▸ The problem: Rewrite the listing below from the line with "For every instance of the dark" up to and including the line with "[(175, 174)]", and nothing outside that range. Shift every point coordinate in the answers up by 15, and keep all other lines as they are.

--- BEGIN Material supplied ---

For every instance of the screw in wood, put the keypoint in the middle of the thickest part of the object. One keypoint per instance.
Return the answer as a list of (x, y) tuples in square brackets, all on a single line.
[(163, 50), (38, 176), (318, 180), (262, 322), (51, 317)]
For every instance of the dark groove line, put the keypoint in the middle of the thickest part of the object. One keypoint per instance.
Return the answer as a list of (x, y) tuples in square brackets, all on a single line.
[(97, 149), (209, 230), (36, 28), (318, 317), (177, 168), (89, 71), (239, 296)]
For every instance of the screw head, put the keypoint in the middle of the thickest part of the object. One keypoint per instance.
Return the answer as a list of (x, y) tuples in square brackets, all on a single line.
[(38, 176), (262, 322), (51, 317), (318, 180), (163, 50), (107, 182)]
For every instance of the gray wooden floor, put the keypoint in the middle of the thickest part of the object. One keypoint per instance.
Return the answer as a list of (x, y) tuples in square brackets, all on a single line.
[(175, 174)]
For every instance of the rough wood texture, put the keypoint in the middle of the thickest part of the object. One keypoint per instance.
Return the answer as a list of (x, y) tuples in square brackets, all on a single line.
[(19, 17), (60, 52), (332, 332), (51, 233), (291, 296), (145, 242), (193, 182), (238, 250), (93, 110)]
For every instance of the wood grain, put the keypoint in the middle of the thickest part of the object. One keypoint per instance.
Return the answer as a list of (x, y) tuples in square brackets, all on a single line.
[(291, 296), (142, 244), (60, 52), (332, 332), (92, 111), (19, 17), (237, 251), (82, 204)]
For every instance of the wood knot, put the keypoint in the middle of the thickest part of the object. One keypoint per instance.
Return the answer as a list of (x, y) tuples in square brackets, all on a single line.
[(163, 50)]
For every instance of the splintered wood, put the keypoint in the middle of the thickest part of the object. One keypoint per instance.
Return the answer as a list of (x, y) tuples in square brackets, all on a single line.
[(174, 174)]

--- END Material supplied ---

▸ Output of the task:
For every instance of the dark groove line, put the keypoint in the middle of the thickest part of the object. One keypoint per instance.
Return the answer as a list of (x, y) tuples in square brackets, all on a single line.
[(112, 164), (224, 245), (51, 43), (333, 332), (192, 183), (104, 86), (254, 311)]
For every instance of the screw head, put the keypoint in the middle of the thickest part of the object. One keypoint per instance.
Return the answer as a list of (x, y) tuples in square brackets, all on a single line.
[(53, 191), (277, 337), (66, 332), (333, 195), (178, 65), (122, 197)]
For every instance of the gray wooden floor, put the keypoint in the middle of the thickest part of the object. One keypoint per instance.
Return the answer as a list of (x, y) tuples in square brackets, all on a single line.
[(190, 189)]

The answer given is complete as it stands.